● TASK STATEMENT
Each line that contains the word "across" is to be copied from the records below.

── EXERCISE MATERIAL

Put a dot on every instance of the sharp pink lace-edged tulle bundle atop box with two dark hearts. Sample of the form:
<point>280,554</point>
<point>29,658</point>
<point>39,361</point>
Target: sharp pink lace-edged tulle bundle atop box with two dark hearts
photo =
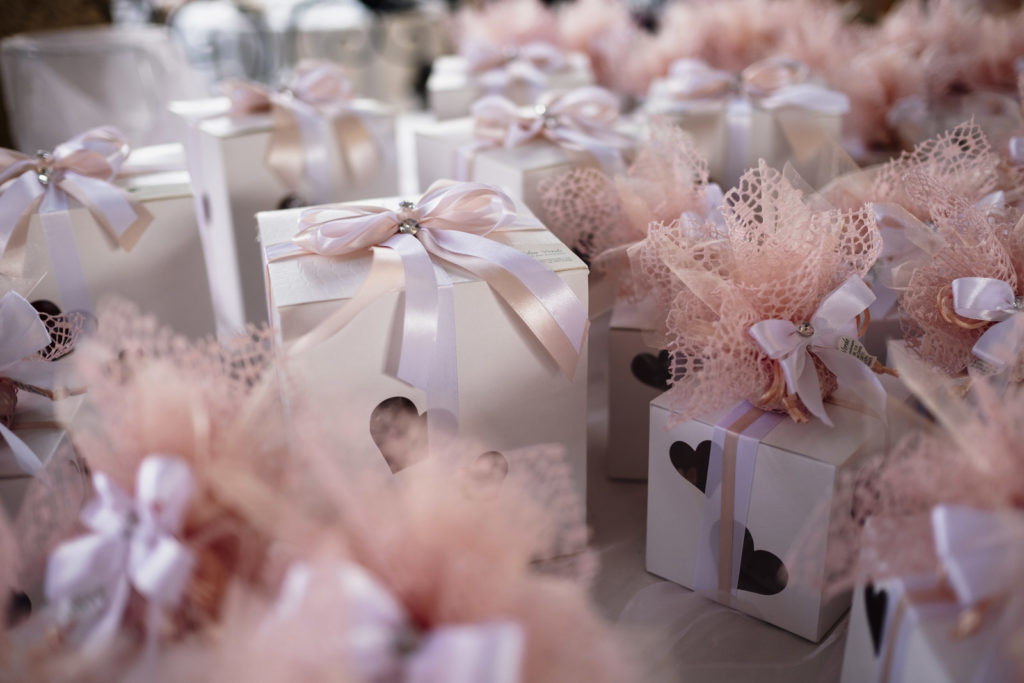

────
── EXERCISE MATERIAL

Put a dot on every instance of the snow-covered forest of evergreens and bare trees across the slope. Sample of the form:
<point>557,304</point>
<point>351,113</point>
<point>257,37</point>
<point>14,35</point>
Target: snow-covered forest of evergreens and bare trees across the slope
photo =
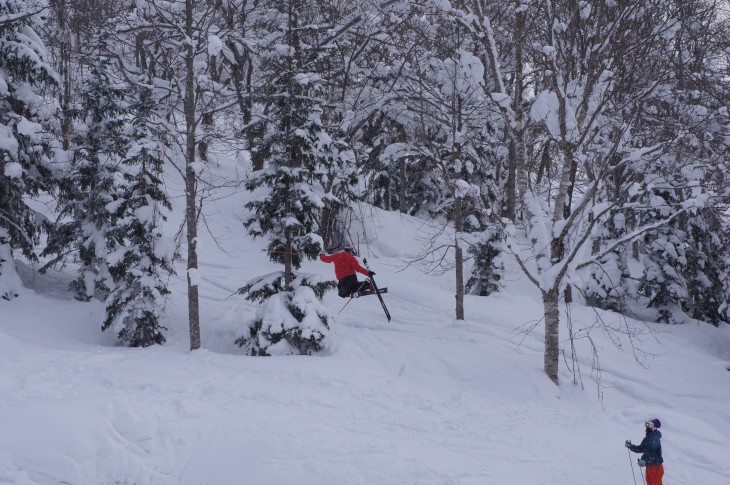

────
── EXERCISE MATERIAL

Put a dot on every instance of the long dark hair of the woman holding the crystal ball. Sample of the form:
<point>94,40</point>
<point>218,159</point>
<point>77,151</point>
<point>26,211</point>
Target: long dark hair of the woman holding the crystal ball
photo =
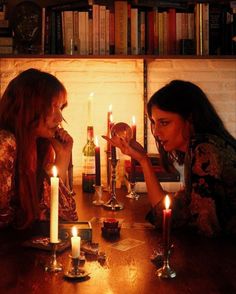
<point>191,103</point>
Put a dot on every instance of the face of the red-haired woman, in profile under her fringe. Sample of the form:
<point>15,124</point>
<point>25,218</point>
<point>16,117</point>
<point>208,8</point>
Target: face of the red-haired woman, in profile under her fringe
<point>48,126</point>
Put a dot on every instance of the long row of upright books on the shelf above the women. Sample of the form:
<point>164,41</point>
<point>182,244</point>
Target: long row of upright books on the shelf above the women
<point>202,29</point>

────

● ANSWER FOR THIS EXERCISE
Put a dot on every instance of the snow-covered forest of evergreens and bare trees across the slope. Sample of the form:
Target: snow-covered forest of evergreens and bare trees across the slope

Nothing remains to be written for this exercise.